TEXTAUSZUG:
Als mit Derya Özonar eine bekennende Muslimin ans Rednerpult tritt, schwenken die Diskussion und auch die Fragen der Parteivertreter wieder stärker auf das eigentliche Thema des Nachmittags ein: Der Vorwurf der Diskriminierung von Minderheiten.

«Die Weltwoche» verbreite «rassistische Weltanschauungen», erklärte die junge Frau. Dadurch, dass die Zeitschrift generalisierend über «die Muslime» berichte, werde auch sie persönlich für Dinge verantwortlich gemacht, mit denen sie nichts zu tun habe. «Muslime sind keine homogene Gruppe», sagt sie. «Und die überwiegende Mehrheit lebt in Harmonie mit den demokratischen Institutionen.»

Als sie Zanetti fragt, ob sie persönlich Mohammed-Karikaturen billige, antwortet sie: «Ja, aber ich halte jemanden, der soetwas macht, für respekt- und niveaulos.»

Der Roma-Junge mit Pistole

Die letzten beiden Referenten des Abends, SVP-Nationalrätin Yvette Estermann und Rechtsprofessor Marcel Alexander Niggli sind aufgefordert, das vieldiskutierte Titelbild der «Weltwoche», auf dem ein Roma-Junge mit einer Pistole zu sehen ist, zu kommentieren. Estermann bezieht zum Cover keine eindeutige Position, sie erklärt, dass es letztlich darum gehe, dafür zu sorgen, dass Kinder nicht in derartiger Armut aufwachsen.

Alexander Niggli
Legende: Niggli: «Die Weltwoche» breche bewusst Tabous, um Aufmerksamkeit zu bekommen. Markus Tomsche

Niggli betont in der Bewertung weniger die juristische, als vielmehr die publizistische Seite. «Die Weltwoche» greife auf Tabus zurück, um Aufmerksamkeit zu generieren. «Sie spielt das Medienspiel perfekt.» Er ruft zudem die grundsätzliche Bedeutung des Minderheitenschutzes in Erinnerung: Es gebe solche Diskriminierungsverbote, um die Menschen vor Angriffen zu schützen, vor denen sie sich nicht wehren können. «Denn niemand kann seine Herkunft ändern.»

(Extrahierte Einträge)
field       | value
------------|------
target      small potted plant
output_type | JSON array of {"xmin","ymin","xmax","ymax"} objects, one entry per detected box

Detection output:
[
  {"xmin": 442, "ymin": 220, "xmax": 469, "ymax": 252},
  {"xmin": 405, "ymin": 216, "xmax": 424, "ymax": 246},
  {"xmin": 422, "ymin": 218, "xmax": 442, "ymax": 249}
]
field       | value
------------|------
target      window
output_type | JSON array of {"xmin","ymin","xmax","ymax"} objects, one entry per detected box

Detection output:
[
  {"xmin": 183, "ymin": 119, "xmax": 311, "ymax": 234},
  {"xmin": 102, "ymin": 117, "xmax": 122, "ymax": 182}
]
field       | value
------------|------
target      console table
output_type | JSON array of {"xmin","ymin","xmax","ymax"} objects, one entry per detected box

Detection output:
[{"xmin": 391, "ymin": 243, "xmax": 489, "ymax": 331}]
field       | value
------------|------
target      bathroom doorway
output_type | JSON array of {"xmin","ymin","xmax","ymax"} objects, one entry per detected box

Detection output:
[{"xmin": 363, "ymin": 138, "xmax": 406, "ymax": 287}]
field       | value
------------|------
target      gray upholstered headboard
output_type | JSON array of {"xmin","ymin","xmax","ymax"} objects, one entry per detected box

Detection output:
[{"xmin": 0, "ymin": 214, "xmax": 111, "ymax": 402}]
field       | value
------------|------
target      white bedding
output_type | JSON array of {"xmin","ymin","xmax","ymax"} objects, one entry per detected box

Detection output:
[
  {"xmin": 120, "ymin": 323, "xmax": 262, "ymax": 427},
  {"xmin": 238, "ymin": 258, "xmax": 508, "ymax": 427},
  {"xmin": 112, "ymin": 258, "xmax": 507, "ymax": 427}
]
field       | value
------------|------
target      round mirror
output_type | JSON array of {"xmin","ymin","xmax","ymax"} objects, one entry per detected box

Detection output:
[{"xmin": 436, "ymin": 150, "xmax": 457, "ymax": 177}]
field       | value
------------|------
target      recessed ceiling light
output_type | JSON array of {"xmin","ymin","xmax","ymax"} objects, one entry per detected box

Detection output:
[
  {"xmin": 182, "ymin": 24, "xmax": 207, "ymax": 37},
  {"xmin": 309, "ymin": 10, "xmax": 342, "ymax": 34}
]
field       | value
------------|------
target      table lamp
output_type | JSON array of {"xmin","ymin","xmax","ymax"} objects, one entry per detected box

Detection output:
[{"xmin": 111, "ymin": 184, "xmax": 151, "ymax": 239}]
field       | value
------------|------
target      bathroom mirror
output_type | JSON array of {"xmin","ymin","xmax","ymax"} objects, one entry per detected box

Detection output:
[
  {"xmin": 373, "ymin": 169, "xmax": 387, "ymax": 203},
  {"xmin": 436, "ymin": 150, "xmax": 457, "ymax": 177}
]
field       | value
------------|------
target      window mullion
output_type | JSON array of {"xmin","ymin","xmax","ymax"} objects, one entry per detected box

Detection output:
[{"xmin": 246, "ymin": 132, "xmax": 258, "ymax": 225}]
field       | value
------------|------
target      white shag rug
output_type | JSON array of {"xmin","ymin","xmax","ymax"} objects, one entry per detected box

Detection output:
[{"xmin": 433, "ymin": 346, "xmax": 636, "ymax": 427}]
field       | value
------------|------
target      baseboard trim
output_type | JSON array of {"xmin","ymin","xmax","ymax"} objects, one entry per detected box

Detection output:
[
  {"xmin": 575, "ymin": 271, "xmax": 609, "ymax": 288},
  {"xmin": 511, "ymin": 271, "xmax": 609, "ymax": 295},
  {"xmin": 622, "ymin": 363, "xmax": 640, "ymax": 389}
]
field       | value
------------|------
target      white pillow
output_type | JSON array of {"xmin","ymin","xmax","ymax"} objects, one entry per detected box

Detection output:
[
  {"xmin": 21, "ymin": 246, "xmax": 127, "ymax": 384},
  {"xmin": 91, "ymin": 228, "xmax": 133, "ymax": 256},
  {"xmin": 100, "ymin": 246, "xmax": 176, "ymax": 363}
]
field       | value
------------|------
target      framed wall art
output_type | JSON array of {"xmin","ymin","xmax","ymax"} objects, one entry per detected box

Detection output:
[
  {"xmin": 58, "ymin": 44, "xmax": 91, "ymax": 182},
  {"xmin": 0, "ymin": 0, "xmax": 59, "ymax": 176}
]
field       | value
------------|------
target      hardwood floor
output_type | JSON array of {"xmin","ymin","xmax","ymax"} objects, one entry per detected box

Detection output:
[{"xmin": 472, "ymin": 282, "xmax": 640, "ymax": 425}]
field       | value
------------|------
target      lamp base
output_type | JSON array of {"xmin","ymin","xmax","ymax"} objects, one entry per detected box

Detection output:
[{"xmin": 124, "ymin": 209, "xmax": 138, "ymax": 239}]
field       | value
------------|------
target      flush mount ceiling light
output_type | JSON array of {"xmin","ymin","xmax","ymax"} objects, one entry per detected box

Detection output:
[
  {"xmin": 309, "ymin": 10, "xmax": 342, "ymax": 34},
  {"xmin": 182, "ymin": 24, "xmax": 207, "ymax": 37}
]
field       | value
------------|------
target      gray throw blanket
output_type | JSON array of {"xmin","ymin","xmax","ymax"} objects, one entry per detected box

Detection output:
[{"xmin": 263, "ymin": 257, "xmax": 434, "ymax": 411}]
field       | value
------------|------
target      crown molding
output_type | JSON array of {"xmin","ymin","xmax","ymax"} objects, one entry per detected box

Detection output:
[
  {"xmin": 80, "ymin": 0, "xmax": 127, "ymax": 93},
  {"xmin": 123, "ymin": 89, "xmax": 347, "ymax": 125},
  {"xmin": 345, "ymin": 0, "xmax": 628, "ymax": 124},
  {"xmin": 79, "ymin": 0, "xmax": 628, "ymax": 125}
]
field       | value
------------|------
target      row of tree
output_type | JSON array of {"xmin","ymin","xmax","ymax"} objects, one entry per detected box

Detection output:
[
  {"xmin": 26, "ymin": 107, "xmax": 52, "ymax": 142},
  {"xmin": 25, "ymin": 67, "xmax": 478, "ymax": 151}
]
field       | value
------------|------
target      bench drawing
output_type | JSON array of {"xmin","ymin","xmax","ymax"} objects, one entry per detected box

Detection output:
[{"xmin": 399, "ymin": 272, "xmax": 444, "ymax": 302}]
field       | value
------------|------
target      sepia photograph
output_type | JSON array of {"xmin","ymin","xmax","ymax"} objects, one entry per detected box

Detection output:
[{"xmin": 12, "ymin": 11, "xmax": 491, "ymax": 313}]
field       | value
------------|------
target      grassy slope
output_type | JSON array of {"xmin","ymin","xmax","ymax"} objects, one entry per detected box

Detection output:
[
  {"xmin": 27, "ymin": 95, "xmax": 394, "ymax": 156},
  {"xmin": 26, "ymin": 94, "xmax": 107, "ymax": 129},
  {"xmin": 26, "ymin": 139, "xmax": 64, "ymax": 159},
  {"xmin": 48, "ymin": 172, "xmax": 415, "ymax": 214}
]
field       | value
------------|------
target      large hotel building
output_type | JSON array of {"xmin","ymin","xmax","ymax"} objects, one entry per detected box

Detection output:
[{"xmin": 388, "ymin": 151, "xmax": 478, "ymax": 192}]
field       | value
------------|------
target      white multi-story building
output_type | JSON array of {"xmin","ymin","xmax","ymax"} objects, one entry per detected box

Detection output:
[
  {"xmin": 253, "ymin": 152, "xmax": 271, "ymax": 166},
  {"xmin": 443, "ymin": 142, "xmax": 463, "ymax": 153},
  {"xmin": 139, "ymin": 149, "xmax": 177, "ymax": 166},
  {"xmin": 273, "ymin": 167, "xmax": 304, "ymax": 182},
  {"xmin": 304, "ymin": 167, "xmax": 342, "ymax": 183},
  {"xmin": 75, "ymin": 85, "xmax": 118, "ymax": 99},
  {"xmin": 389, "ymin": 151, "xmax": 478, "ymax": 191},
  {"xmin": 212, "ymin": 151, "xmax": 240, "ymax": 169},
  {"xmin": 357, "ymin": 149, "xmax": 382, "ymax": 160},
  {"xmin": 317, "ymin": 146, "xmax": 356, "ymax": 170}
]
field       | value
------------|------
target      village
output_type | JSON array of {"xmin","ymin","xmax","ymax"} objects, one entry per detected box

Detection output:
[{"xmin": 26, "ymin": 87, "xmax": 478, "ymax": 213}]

AUFGABEN:
- 1) Was ist laut dem Textauszug auf dem vieldiskutierten Titelbild der «Weltwoche» zu sehen?
- 2) Fassen Sie den Absatz des Textauszugs, der mit „Niggli betont in der Bewertung“ beginnt, als kurze Aufzählung zusammen und behalten Sie dabei seine wesentlichen Aussagen bei.
- 3) Geben Sie aus dem Textauszug wortgetreu den Abschnitt wieder, der mit den Worten beginnt, die „Der Roma-Junge mit“ enthalten, und mit „derartiger Armut aufwachsen.“ endet.

LÖSUNGEN:
- 1) Ein Roma-Junge mit einer Pistole.

- 2)
- Niggli stellt bei seiner Bewertung weniger die juristische als die publizistische Seite in den Vordergrund.
- Laut Niggli greift «Die Weltwoche» auf Tabus zurück, um Aufmerksamkeit zu erzeugen, und spielt das Medienspiel perfekt.
- Er erinnert an die Bedeutung des Minderheitenschutzes: Diskriminierungsverbote schützen Menschen vor Angriffen, gegen die sie sich nicht wehren können, denn niemand kann seine Herkunft ändern.

- 3)
Der Roma-Junge mit Pistole

Die letzten beiden Referenten des Abends, SVP-Nationalrätin Yvette Estermann und Rechtsprofessor Marcel Alexander Niggli sind aufgefordert, das vieldiskutierte Titelbild der «Weltwoche», auf dem ein Roma-Junge mit einer Pistole zu sehen ist, zu kommentieren. Estermann bezieht zum Cover keine eindeutige Position, sie erklärt, dass es letztlich darum gehe, dafür zu sorgen, dass Kinder nicht in derartiger Armut aufwachsen.